Cold War () is a 2018 historical drama film directed by Paweł Pawlikowski, who co-wrote the screenplay with Janusz Głowacki and Piotr Borkowski. It is an international co-production by producers in Poland, France and the United Kingdom. Set in Poland and France during the Cold War from the late 1940s until the 1960s, the story follows a musical director (Tomasz Kot) who discovers a young singer (Joanna Kulig), exploring their subsequent love story over the years. The film, which was loosely inspired by the lives of Pawlikowski's parents, also features Borys Szyc, Agata Kulesza, Cédric Kahn and Jeanne Balibar in supporting roles.

Cold War premiered at the 2018 Cannes Film Festival on 10 May 2018. Critics praised its acting, screenplay, direction and cinematography. The film has received numerous accolades, including three nominations at the 91st Academy Awards (Best Foreign Language Film, Best Director and Best Cinematography) and four at the 72nd BAFTA Film Awards, as well as six awards from seven nominations at the 31st European Film Awards, winning the main Best Film Award.

Plot
In post-World War II Poland, Wiktor and Irena are holding auditions for a state-sponsored folk music ensemble. Wiktor's attention is immediately captured by Zula, an ambitious and captivating young woman who is faking a peasant identity and is on probation after attacking her abusive father. Wiktor and Zula quickly develop a strong, obsessive attraction and have sex after a performance. Wiktor and Irena are pressured by bureaucrats to include pro-Communist and pro-Stalinist propaganda in their performances—in exchange, the troupe would be allowed to tour the Eastern Bloc. Wiktor and Irena are opposed to this, but the career-driven, opportunistic Kaczmarek agrees, and a resentful Irena quits. Kaczmarek is also interested in Zula and pressures her into spying on Wiktor for him, but Zula does not reveal any incriminating information. The ensemble visits East Berlin, Wiktor plans to flee to the west with Zula, and the two affirm their love and passion. Zula fails to come to the rendezvous with Wiktor and he crosses the border alone.

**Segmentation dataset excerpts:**
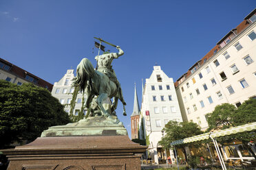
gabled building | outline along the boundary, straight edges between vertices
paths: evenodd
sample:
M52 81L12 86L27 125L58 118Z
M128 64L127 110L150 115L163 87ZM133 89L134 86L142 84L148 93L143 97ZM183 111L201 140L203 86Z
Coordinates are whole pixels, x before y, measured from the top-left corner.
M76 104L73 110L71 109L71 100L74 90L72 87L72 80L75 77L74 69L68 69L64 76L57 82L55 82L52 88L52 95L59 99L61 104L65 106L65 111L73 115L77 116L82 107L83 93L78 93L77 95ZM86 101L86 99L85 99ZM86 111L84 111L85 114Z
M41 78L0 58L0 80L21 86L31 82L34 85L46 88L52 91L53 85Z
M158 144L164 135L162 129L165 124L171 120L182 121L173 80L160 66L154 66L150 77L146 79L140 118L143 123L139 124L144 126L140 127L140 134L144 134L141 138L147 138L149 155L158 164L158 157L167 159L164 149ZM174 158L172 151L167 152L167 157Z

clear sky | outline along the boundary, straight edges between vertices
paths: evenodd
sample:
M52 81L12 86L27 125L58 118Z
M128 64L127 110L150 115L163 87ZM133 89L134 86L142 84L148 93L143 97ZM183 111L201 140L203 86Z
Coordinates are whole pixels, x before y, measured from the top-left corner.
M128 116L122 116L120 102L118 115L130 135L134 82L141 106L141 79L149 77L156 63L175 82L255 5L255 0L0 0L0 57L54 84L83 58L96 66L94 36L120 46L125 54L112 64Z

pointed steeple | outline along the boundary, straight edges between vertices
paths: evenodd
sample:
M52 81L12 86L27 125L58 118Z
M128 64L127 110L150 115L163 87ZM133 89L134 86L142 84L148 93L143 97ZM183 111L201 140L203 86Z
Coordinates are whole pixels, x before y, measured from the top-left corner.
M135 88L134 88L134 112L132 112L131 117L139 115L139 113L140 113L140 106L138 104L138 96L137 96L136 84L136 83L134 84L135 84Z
--
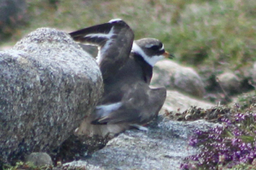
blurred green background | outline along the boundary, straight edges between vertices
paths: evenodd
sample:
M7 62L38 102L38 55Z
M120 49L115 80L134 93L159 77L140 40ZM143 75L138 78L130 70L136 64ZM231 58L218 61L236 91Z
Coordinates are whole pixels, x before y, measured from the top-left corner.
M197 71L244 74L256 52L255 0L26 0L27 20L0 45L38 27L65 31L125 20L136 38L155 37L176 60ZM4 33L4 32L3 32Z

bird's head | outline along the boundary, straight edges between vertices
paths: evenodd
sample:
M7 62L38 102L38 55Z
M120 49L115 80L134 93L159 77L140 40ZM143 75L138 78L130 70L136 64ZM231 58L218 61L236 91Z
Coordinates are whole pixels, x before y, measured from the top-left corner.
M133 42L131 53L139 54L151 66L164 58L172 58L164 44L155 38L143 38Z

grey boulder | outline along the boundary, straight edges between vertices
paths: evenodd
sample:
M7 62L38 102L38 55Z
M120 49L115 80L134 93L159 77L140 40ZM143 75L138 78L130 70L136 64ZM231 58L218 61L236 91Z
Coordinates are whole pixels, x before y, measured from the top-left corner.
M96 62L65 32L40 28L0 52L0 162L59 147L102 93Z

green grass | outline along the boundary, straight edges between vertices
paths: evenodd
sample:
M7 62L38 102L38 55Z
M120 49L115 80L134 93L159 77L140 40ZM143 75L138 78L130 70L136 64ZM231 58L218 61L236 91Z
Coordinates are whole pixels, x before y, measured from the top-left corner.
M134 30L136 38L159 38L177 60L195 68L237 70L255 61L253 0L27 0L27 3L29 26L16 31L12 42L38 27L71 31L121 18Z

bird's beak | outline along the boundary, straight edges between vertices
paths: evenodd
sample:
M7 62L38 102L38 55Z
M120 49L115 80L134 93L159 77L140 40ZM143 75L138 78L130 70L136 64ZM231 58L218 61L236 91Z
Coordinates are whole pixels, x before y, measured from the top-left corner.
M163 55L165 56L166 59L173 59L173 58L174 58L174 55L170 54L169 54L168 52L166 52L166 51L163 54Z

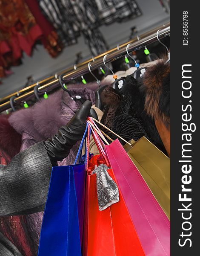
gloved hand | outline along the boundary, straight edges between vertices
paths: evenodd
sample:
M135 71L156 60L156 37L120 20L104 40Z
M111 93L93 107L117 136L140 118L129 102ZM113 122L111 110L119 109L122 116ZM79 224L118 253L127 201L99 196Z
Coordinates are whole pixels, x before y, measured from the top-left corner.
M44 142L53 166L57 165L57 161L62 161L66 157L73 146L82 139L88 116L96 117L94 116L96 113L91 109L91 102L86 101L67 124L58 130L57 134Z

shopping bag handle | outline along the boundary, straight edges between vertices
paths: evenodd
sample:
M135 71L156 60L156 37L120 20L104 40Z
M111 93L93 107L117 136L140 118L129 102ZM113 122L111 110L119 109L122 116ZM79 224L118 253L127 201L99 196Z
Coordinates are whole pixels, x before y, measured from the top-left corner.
--
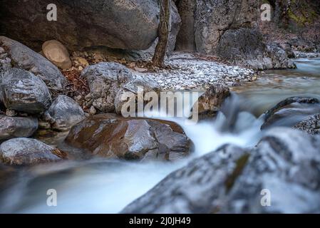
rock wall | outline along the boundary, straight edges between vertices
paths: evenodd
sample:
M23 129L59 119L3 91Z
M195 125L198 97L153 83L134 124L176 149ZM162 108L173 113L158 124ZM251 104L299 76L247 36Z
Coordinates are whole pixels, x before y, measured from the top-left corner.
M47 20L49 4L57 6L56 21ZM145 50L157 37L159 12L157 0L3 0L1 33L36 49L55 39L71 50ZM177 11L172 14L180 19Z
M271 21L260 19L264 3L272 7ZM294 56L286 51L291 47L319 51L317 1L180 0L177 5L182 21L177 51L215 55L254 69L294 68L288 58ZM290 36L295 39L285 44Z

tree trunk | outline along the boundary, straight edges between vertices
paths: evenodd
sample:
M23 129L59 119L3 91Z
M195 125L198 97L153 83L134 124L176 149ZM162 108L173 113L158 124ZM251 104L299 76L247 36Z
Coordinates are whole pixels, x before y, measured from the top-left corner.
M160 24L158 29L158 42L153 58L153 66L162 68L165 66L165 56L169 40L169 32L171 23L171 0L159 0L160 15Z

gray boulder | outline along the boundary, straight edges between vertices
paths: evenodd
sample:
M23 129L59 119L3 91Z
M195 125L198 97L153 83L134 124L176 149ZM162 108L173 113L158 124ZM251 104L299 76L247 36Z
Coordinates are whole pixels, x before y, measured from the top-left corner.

**Written request A:**
List the actors the film article names as appearing in supporting roles.
**Written request B:**
In the listing, take the lines starting with the line with "pointed steeple |" and going on through the line with "M135 88L134 88L134", and write them out again with "steeple" renamed to "spire". Give only those lines.

**Exercise response A:**
Borys Szyc, Agata Kulesza, Cédric Kahn, Jeanne Balibar

**Exercise response B:**
pointed spire | outline along the boundary, straight edges between vertices
paths: evenodd
sample:
M52 81L12 86L27 125L58 118Z
M128 64L127 110L150 115L163 87ZM133 89L134 86L142 84L148 93L143 97ZM183 111L201 140L203 86Z
Coordinates are whole pixels, x before y, measured from the top-left corner.
M135 88L134 88L134 112L132 112L131 117L139 115L139 113L140 113L140 106L138 104L138 96L137 96L136 84L136 83L134 84L135 84Z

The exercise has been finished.